* _PROVIDED TEXT_
Segment Open
In one corner of the store where Mohammad works, there is a small three meter by three meter room with a thin blue carpet that covers the floor. There are two big wooden chests and carpentry tools inside the room. The lumberyard staff use the room for shade when it’s too hot, to get warm when too cold, or just to relax.
When I look at Mohammad’s face again, he is watching some children ride their bikes in the street. Maybe he is imagining riding one himself, but he must go back to work.
Time flies by as Mohammad’s customers come and go one after the other. Around 10 am, two Pashto speaking customers enter the lumberyard. From the looks of it, they don’t seem like they are residents of Ghor. After bargaining with Mohammad over the price of wood for a little while, they do not reach an agreement and leave the store.
I decide to leave Mohammad alone for a bit and take a walk down the street. Every single one of the wood-sellers are desperately waiting for customers but no one is lucky. There are some trucks parked on the street; one loaded with wood and another with hay.
Every single shop-owner and pedestrian I speak with complains about the same problem, poverty and unemployment.
“My business partner Mullah Azeem and I did our accounts about two weeks ago, our calculations showed a loss of 20,000 Afghanis ($229) so far this year,” Zareef, who also owns part of the lumberyard ,tells Alive in Afghanistan before adding, “We no longer have the customer base we used to.”
While listening to Zareef, my eyes lock onto some children who are roaming the street. The children approach me after seeing the notebook and pen in my hands, thinking I might be an aid worker.
“Aunty, are you listing people for aid? If so, please register our names as well,” Ismatulla, one of the three children says with nervous anticipation.
I tell them I am a reporter, not an aid worker. These children also work at a nearby lumberyard skinning fresh logs. They are paid in tree bark to use as fuel to warm their homes in winter.
It is nearly noon now and the number of customers has decreased for the moment. Mohammad and his colleagues seem tired. He walks towards the small room, with me in pursuit. I sit near him and moments later, I realize he has fallen asleep.
I start reviewing my notes while Mohammad sleeps. After several minutes he wakes up, looks towards the street where some children are riding their bikes. Mohammad joins them, taking Mustafa’s bike without his permission.
While riding the bike, the chains come off and Mohammad has to stop immediately. He moves the bike out of sight so Mustafa can’t see him trying to put the chains back on. Mohammad’s hands work on the bike while he eyes the lumberyard so he doesn’t miss any potential customers and risk getting yelled at by his boss.
“It’s lunch time, you all and Mohammad come and have lunch with me,” Mustafa tells us, not giving any indication of choice in the matter as the clock turns 12:30. Mustafa’s house is about 200 meters from the lumberyard.
Afghans are notorious for their hospitality and consider it rude if a meal invitation is not accepted by the guest. Our lunch includes eggs, fresh bread and tea.
Segment Closed
Recorded data:
Segment Open
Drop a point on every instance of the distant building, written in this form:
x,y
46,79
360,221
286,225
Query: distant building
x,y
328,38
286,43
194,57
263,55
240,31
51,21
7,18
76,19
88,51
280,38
Segment Closed
* _YOUR INSTRUCTIONS_
In the lumberyard account, how are the children who skin fresh logs paid? The recorded data is separate material, apart from the text.

* _RESPONSE AREA_
They are paid in tree bark to use as fuel to warm their homes in winter.